Task brief
Print the listing in its entirety and exactly, leaving out images.

Data section
☆ ☆ ☆ ☆ ☆
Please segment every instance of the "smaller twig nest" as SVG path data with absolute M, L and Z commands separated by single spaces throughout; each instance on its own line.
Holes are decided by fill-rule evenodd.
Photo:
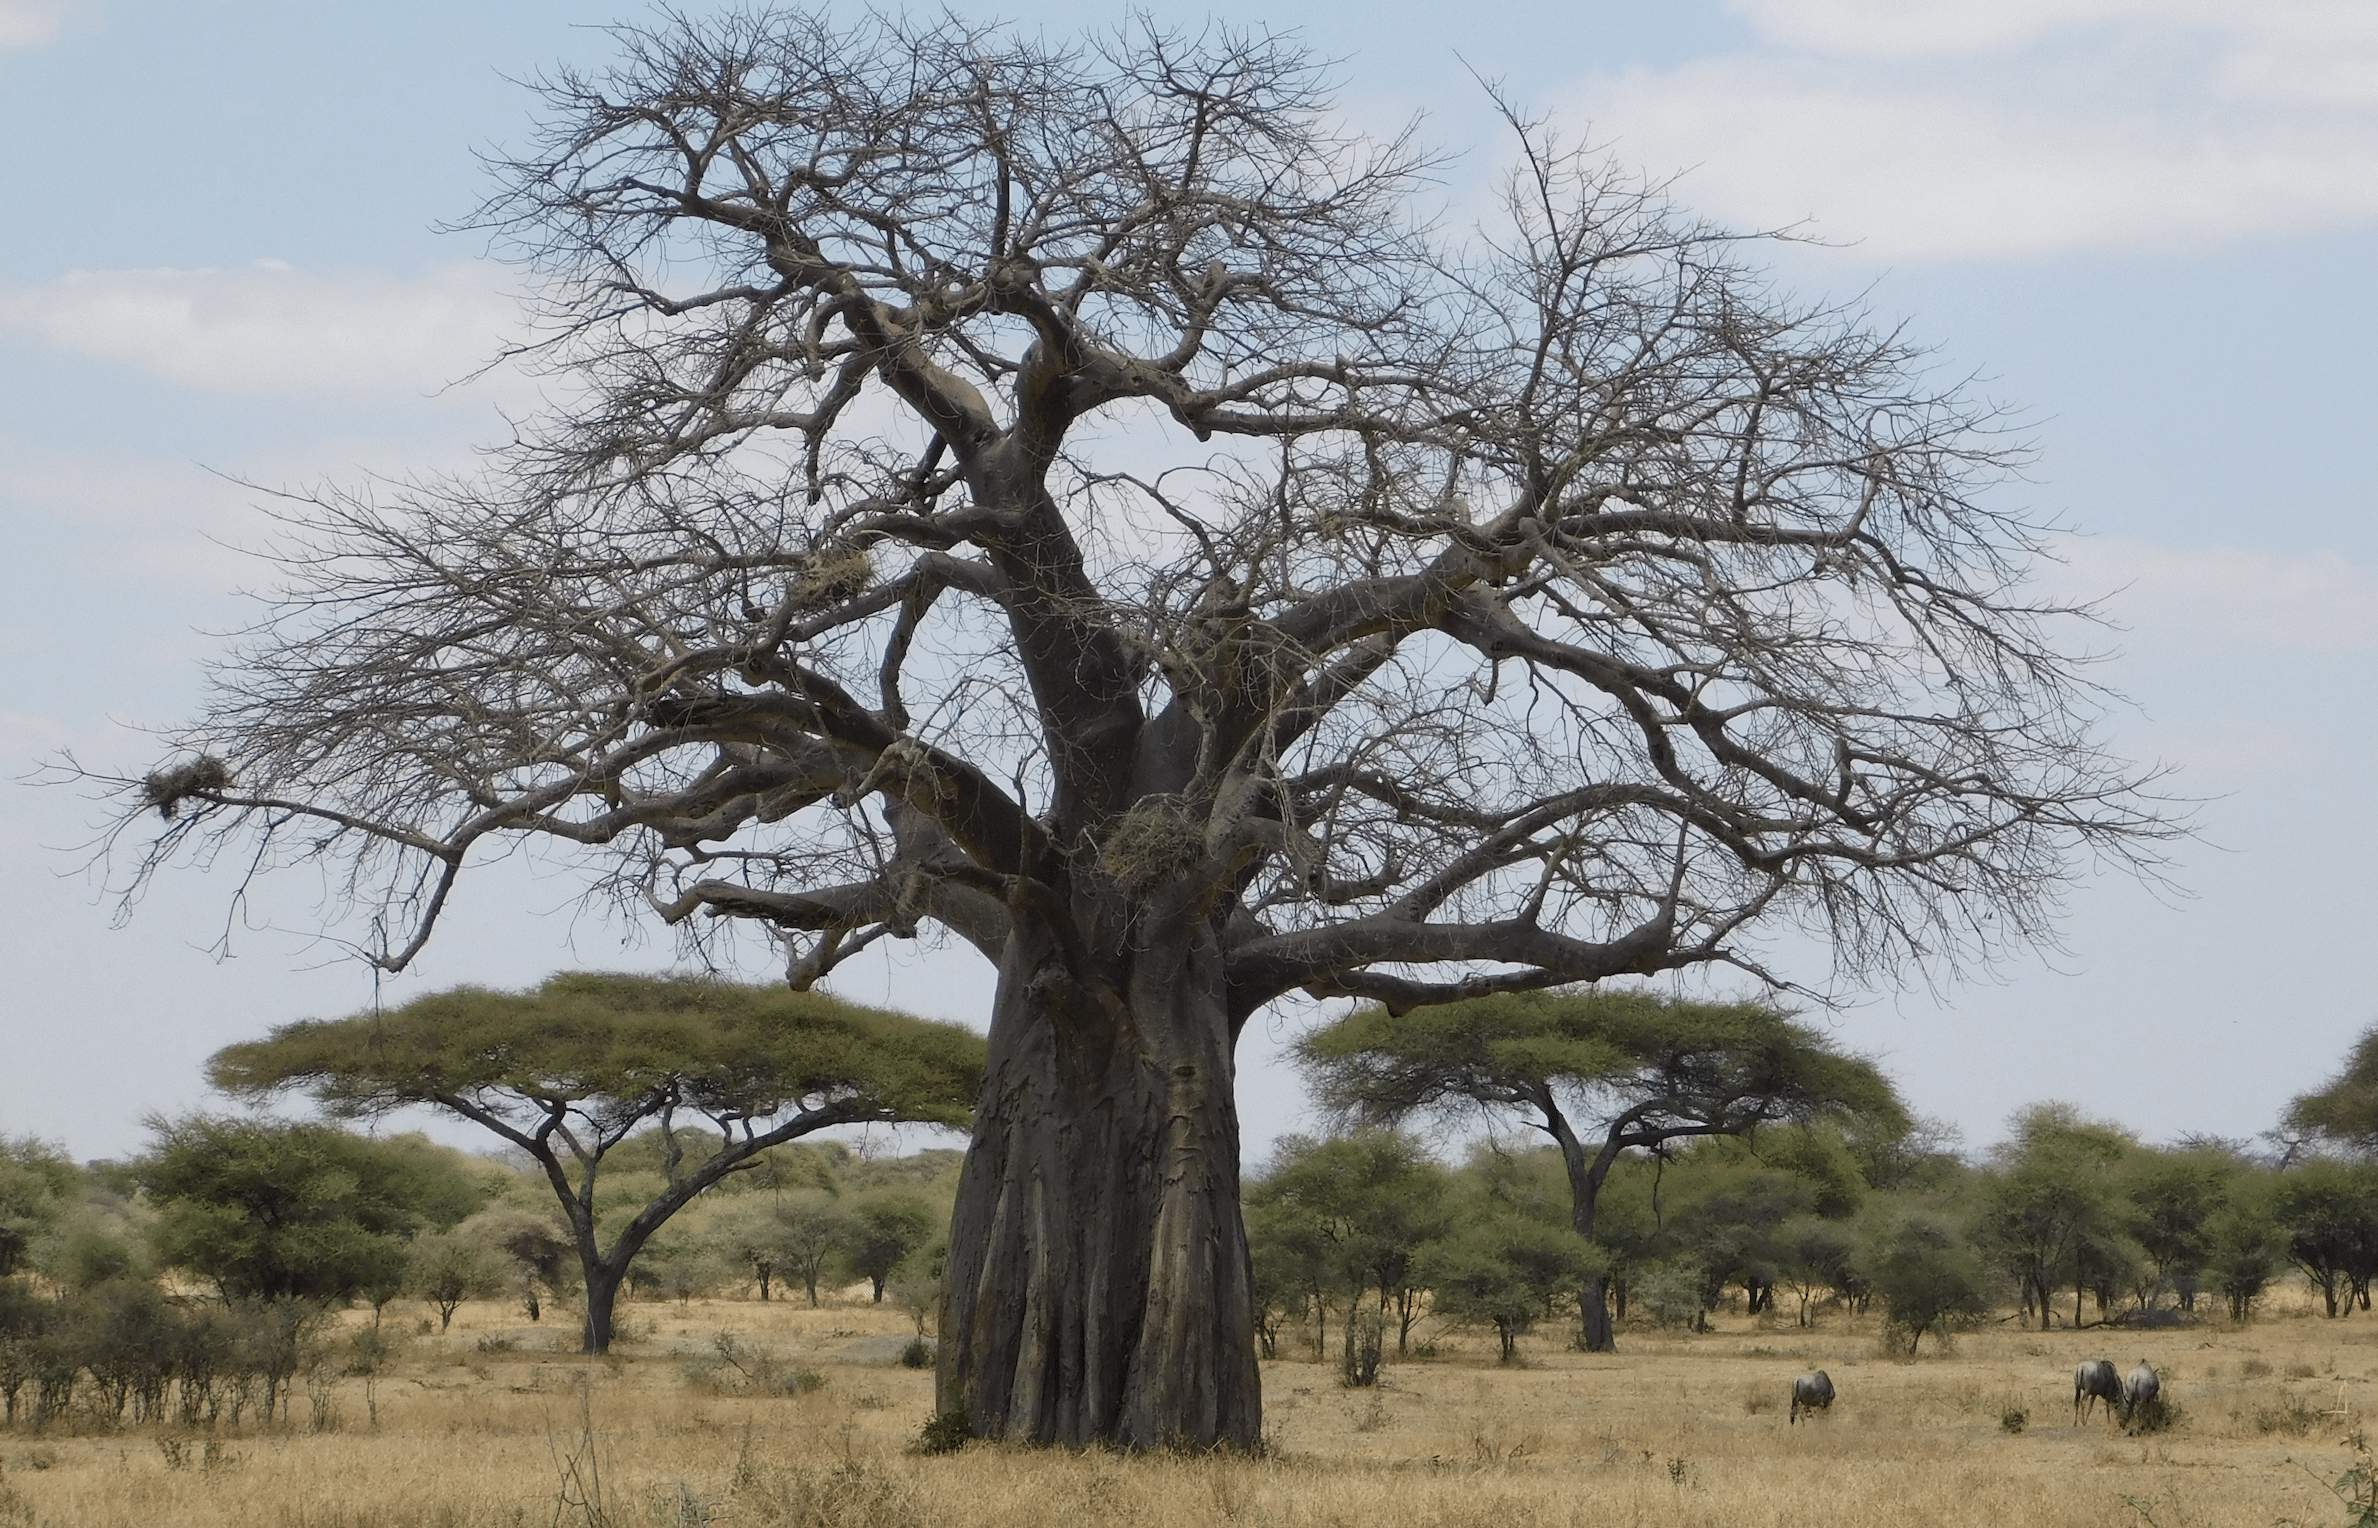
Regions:
M 168 822 L 181 811 L 182 803 L 208 791 L 223 790 L 231 784 L 231 766 L 211 753 L 202 753 L 185 764 L 160 769 L 140 782 L 140 803 L 153 806 L 157 815 Z
M 1180 880 L 1204 861 L 1205 828 L 1178 796 L 1150 796 L 1115 819 L 1098 866 L 1130 896 Z
M 820 547 L 793 579 L 795 610 L 822 610 L 858 594 L 875 581 L 875 559 L 860 546 Z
☆ ☆ ☆ ☆ ☆
Problem solution
Please segment every instance of the "smaller twig nest" as SVG path data with absolute M, L and Z commands separated by single spaces throughout; each instance on its own line.
Holes are decided by fill-rule evenodd.
Photo:
Regions:
M 168 822 L 181 811 L 182 803 L 208 791 L 223 790 L 231 784 L 231 766 L 211 753 L 202 753 L 185 764 L 160 769 L 140 782 L 140 803 L 153 806 L 157 815 Z
M 1180 880 L 1204 861 L 1205 828 L 1178 796 L 1150 796 L 1115 819 L 1098 866 L 1130 896 Z
M 820 547 L 793 579 L 795 610 L 822 610 L 858 594 L 875 581 L 875 559 L 860 546 Z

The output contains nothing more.